Begin MATERIAL FOR THE TASK

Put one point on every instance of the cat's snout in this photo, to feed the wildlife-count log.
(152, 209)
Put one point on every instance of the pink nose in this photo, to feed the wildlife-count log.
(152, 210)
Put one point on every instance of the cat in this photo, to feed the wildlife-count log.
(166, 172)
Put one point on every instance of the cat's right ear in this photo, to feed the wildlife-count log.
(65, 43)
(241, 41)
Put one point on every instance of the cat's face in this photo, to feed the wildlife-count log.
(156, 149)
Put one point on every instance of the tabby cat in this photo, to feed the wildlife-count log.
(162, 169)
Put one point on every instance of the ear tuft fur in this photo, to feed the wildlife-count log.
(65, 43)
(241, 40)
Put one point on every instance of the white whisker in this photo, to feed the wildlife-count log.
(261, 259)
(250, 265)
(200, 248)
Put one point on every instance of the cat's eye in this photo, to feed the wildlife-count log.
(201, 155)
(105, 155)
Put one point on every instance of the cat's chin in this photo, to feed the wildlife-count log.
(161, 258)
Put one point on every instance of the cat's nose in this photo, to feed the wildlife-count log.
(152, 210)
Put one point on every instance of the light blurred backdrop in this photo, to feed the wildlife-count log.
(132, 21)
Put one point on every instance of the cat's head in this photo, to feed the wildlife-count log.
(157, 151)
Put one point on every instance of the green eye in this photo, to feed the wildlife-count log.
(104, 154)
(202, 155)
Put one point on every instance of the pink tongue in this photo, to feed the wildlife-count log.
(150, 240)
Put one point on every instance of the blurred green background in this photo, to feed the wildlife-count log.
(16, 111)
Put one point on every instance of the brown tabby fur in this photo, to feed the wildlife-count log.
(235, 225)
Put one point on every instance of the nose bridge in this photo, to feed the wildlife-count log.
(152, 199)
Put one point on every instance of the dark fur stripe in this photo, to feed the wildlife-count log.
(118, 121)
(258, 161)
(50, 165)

End MATERIAL FOR THE TASK

| WRITTEN EXERCISE |
Change every "wildlife-count log" in the lines above to "species tally sheet", leaving everything else as it is.

| EXPECTED ANSWER |
Put one point on every instance of the cat's snout in this photo, to feed the species tally sheet.
(152, 209)
Put one point on every instance of the pink nose in this photo, to feed the species tally sheet.
(152, 210)
Put one point on every instance of the cat in this photo, to feed the species tally sheet.
(166, 172)
Put one point on every instance of the cat's right ear in this photo, to feed the species tally sheet.
(65, 43)
(241, 41)
Put one point on every instance of the cat's face in this photo, to feed the species tally sheet.
(156, 149)
Put one point on every instance of the tabby cat in this photo, to feed the species tally sheet.
(162, 169)
Put one point on every instance of the ear tuft fur in this photo, to feed the species tally sheet.
(65, 43)
(241, 40)
Put one point on every instance of the white whisker in this photo, to feed the species tally sheet.
(261, 259)
(250, 265)
(200, 248)
Put one point on every instance of the cat's eye in this photo, to feed the species tally sheet.
(201, 155)
(105, 155)
Put one point on every instance of the cat's chin in this photo, to feed the species tally sheet.
(161, 258)
Put one point on every instance of the cat's nose in this photo, to feed the species tally sheet.
(152, 210)
Put one point on every instance of the light blurred backdrop in this photo, to feed the species tally sheet.
(132, 21)
Put one point on every instance of the cat's head in this photo, to feed the species tally sheet.
(157, 151)
Put one point on every instance of the green eye in this photo, to feed the species tally sheet.
(104, 154)
(202, 155)
Put one point on every instance of the pink tongue in this photo, to feed the species tally sheet.
(150, 240)
Put one point on every instance of the blurred green background in this photo, to feed the species tally sheet.
(16, 111)
Put one point on every instance of the brown tabby fur in this photo, to feed the species tally sheet.
(235, 225)
Put one point on every instance of the nose bridge in this photo, to feed the species tally sheet.
(152, 199)
Put one point on every instance of the dark fur stripe in this photo, to feed the species tally sheet.
(118, 121)
(258, 161)
(50, 165)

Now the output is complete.